**Excerpt:**
++++++++++
If you've had access to wifi connection over the last 3 weeks, you've probably seen, heard and maybe even participated in the Beach Body Debate that was sparked by that bright yellow ad campaign seen plastered across stations and trains in London. The advert featured a bikini clad model with the slogan 'Are You Beach Body Ready?' and advertised a collection of weight loss shakes and pills sold by the popular company Protein World. And it turns out that people were pretty upset by it.
For the most part, people cried foul saying that the advertisement objectified women and advocated body shaming so they reacted by vandalising the model's photograph and shaming her body on the internet instead. Touché. Personally, I wasn't offended by it but the controversy generated by that 3 week ad campaign has got me thinking about what this really means for fashion.
The Size 0 issue has been an elephant in the room for years and years when it comes to runway shows and fashion advertising. Though a not so revolutionary wave of health-before-aesthetic concerns saw more brands and fashion houses encouraging models to eat before shows and give up the painful quest for size nothing, it is commonly known that most fashion models are still far thinner than the one featured in the Protein World advert. But with people demonstrating such fervent anger, distaste and upset for the display of a healthy female figure on an advertisement - does this mean that fashion can expect an upcoming onslaught for featuring even smaller models too?
In my opinion, this may mean that the Creative Directors and Marketing Execs of fashion's front line will have to be a lot more careful about the way that they present the aspirational 'It Girl' going forward. It seems that people are fed up of feeling "attacked" for being who they are - even if that is unhealthy or overweight. But will this change the face of fashion completely? Of course not. Models will still be thinner than they should be and advertisers will still continue to exclude some shapes and sizes when presenting the aspirational ideal. They just might get vandalised for it.
++++++++++
**Information shown:**
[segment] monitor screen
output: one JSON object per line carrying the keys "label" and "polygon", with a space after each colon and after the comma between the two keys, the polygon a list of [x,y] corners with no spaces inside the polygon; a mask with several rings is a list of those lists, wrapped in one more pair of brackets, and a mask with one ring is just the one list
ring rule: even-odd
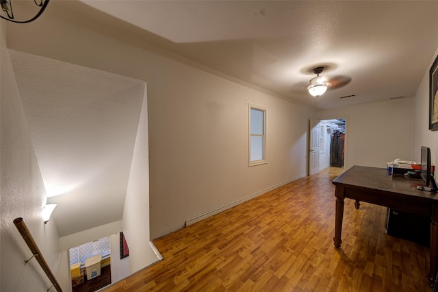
++++++++++
**Exercise prompt:** Summarize the piece on the Beach Body Debate in two sentences.

**Response:** A Protein World ad campaign in London showing a bikini-clad model with the slogan 'Are You Beach Body Ready?' sparked a debate, with many people saying it objectified women and advocated body shaming, and some vandalizing the model's photograph. The writer was not offended but wonders whether fashion, whose models are mostly far thinner than the one in the ad, will face similar anger, and concludes that creative directors and marketers may need to be more careful even though models will still be thinner than they should be and advertisers will keep excluding some shapes and sizes.